_Exercise objective_:
Please print the full listing exactly.

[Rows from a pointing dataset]

>>>>

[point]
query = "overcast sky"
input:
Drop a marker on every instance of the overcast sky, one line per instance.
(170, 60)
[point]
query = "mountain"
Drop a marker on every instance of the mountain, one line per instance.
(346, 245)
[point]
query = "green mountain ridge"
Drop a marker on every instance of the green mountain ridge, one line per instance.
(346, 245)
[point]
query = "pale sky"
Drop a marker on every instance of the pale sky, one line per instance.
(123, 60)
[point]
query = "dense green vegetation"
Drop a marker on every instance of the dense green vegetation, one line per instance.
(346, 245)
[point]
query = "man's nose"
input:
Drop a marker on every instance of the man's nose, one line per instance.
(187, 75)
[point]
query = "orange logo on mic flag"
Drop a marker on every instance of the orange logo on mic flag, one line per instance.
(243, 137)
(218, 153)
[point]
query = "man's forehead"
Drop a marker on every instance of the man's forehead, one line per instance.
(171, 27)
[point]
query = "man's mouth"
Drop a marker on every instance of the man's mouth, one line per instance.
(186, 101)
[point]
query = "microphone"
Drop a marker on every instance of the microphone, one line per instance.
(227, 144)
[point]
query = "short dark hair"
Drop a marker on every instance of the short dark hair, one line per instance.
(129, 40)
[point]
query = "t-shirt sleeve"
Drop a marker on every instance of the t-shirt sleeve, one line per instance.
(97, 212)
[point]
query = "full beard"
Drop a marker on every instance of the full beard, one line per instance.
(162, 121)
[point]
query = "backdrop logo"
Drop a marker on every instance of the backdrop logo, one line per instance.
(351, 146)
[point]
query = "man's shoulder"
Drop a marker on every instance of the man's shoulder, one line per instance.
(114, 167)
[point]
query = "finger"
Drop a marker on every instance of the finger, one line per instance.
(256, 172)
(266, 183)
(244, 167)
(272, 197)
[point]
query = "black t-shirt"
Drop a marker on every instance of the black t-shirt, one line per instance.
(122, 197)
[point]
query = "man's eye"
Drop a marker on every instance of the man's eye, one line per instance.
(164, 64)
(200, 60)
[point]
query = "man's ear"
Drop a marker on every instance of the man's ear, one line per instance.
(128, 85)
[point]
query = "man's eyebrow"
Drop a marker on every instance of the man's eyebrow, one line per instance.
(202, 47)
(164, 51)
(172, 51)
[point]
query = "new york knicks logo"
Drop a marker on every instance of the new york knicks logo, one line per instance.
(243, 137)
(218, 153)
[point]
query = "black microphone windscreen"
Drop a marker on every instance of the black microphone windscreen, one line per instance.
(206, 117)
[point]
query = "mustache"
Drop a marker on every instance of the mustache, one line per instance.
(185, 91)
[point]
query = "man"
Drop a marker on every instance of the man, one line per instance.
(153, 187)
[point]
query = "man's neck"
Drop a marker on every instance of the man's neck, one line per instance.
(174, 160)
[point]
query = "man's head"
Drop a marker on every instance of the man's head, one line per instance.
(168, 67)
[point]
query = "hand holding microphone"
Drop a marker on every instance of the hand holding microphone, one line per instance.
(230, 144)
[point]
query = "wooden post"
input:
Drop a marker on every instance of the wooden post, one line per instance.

<<<<

_Solution to this exercise_:
[point]
query = "overcast sky"
input:
Drop a marker on every instance of the overcast sky, one line per instance.
(170, 60)
[point]
query = "mountain"
Drop a marker on every instance of the mountain, one line per instance.
(346, 245)
[point]
query = "green mountain ridge"
Drop a marker on every instance of the green mountain ridge, one line per instance.
(346, 245)
[point]
query = "pale sky"
Drop a marker on every instance of the pale sky, one line per instance.
(123, 60)
[point]
query = "dense green vegetation"
Drop a marker on every instance of the dense green vegetation, one line per instance.
(346, 245)
[point]
query = "man's nose"
input:
Drop a marker on every instance of the man's nose, one line per instance.
(187, 75)
[point]
query = "orange logo on mic flag"
Drop a marker on every instance of the orange logo on mic flag, one line per instance.
(243, 137)
(218, 153)
[point]
query = "man's forehead"
Drop a marker on every instance of the man's forehead, one line per instance.
(171, 27)
[point]
query = "man's mouth"
Drop a marker on every instance of the man's mouth, one line per instance.
(186, 101)
[point]
query = "microphone"
Drop a marker on every instance of the microphone, one line per instance.
(227, 144)
[point]
query = "short dark hair"
Drop a marker on every instance of the short dark hair, one line per instance.
(129, 40)
[point]
query = "t-shirt sleeve"
Drop a marker on every instance of the t-shirt sleeve, one line per instance.
(97, 212)
[point]
query = "full beard"
Drop a marker on every instance of the full beard, one line per instance.
(162, 121)
[point]
query = "backdrop logo"
Drop a marker on every instance of the backdrop logo, one line per instance.
(351, 146)
[point]
query = "man's shoulder"
Drop a marker on every instance of the man's shoulder, one line per instance.
(114, 167)
[point]
query = "finger"
Drop a marker on every instance of the finger, one line per instance.
(256, 172)
(266, 183)
(244, 167)
(272, 197)
[point]
query = "black t-shirt"
Drop a marker on every instance of the black t-shirt, one line per instance.
(122, 197)
[point]
query = "man's eye"
Drop a marker on every instance of the man's eye, one line per instance.
(164, 64)
(200, 60)
[point]
query = "man's ear"
Drop a marker on every instance of the man's ear, one line per instance.
(128, 85)
[point]
query = "man's eyebrow"
Drop a marker on every instance of the man's eyebrow, one line per instance.
(202, 47)
(164, 51)
(172, 51)
[point]
query = "new york knicks logo"
Drop a marker on every instance of the new york knicks logo, one line per instance.
(243, 137)
(218, 153)
[point]
query = "black microphone windscreen"
Drop a marker on every instance of the black microphone windscreen, one line per instance.
(206, 117)
[point]
query = "mustache"
Drop a marker on every instance of the mustache, one line per instance.
(185, 91)
[point]
query = "man"
Drop a marker on every instance of the man, one line per instance.
(153, 187)
[point]
query = "man's neck"
Drop a marker on every instance of the man's neck, one line per instance.
(174, 160)
[point]
query = "man's head"
Drop a marker on every instance of the man's head, one line per instance.
(168, 67)
[point]
query = "hand holding microphone"
Drop a marker on every instance of the hand holding microphone, one line per instance.
(230, 144)
[point]
query = "wooden post"
input:
Drop a marker on every instance of the wooden post, one line per instance.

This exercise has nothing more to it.